▶ _Your assignment_: A verbatim reproduction of the lines below, from the line containing "One point lands on each instance of the bundle" through the line containing "One point lands on each instance of the woman in pink", both ends included, is the whole required output.
:: Given records
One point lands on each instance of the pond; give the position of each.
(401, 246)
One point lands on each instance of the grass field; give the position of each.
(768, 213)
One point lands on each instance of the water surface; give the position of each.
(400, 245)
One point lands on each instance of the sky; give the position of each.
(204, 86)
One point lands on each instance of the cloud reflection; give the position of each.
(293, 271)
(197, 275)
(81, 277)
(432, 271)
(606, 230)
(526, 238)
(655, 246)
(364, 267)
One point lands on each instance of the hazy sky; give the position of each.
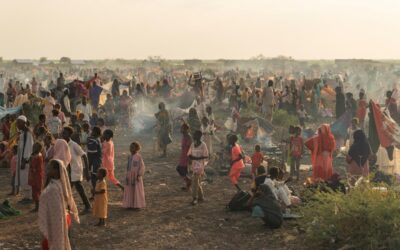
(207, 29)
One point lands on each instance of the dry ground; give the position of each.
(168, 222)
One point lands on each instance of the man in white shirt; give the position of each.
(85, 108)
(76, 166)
::::
:: Given records
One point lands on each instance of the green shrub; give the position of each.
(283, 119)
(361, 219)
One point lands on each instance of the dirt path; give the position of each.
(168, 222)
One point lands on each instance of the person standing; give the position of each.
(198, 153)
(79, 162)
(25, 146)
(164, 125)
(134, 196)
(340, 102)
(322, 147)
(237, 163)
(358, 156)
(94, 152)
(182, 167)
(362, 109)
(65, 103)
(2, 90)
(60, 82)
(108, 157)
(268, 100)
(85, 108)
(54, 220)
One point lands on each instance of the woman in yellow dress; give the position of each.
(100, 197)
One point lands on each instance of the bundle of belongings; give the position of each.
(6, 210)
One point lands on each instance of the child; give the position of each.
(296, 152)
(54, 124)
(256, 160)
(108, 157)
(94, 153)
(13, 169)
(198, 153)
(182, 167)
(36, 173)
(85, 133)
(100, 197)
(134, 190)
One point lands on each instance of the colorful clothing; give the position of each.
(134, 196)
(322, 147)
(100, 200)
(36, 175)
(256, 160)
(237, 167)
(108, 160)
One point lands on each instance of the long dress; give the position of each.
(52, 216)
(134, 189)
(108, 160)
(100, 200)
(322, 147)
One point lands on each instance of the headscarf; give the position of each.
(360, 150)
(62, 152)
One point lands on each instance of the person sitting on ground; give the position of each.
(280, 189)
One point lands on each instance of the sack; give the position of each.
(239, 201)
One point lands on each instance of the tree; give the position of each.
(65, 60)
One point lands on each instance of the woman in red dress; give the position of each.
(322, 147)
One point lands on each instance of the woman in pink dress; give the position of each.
::::
▶ _Result for this task_:
One point lands on each instance of the bundle of belongings; give the position of each.
(6, 210)
One point lands on each instance of the child; give the position of each.
(296, 152)
(54, 124)
(256, 160)
(108, 157)
(94, 153)
(13, 169)
(198, 153)
(182, 167)
(36, 173)
(85, 133)
(100, 197)
(134, 190)
One point lands on each instance of the colorful clothing; give the position of each.
(134, 196)
(322, 147)
(100, 200)
(36, 175)
(256, 160)
(237, 167)
(108, 160)
One point lands on each instance of the long dress; give the position of each.
(52, 216)
(134, 189)
(108, 160)
(100, 200)
(322, 147)
One point lands on each instance of the headscarf; give the position of each.
(360, 150)
(62, 152)
One point lands on each instance of the person sitting on ground; give the position of each.
(280, 189)
One point lands on each instance of the sack; give the position of each.
(239, 201)
One point lands on each instance of the tree; give the position of each.
(65, 60)
One point lands on each instance of the woman in red dress; give the position of each.
(322, 147)
One point lands on each instance of the woman in pink dress; give the position of each.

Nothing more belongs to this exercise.